-- YOUR OBJECTIVE --
Repeat the data that follows in full. Do not include the pictures.

**** DATA FOR THIS TASK ****

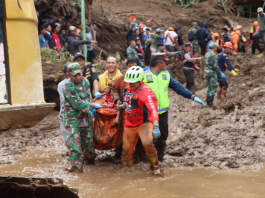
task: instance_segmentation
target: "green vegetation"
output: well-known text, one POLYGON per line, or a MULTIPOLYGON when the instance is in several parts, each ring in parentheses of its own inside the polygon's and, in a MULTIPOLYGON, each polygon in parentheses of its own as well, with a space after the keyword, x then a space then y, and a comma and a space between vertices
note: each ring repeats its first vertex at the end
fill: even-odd
POLYGON ((69 54, 69 52, 58 53, 56 50, 42 48, 41 60, 44 62, 51 61, 60 68, 63 68, 66 63, 71 62, 71 55, 69 54))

****

-- SOLUTION FOR THIS PROBLEM --
task: instance_segmentation
target: "green vegetation"
output: well-known text, one POLYGON per line, or a MULTIPOLYGON when the instance is in several parts, each ring in parentheses of its own inside the polygon's and, in a MULTIPOLYGON, each polygon in parentheses of its own as well, with a space after the keyword, x then a space then y, and a comma and a space between vertices
note: each ring repeats its first vertex at the end
fill: even-odd
POLYGON ((69 54, 69 52, 58 53, 56 50, 42 48, 41 60, 44 62, 51 61, 60 68, 63 68, 66 63, 71 62, 71 55, 69 54))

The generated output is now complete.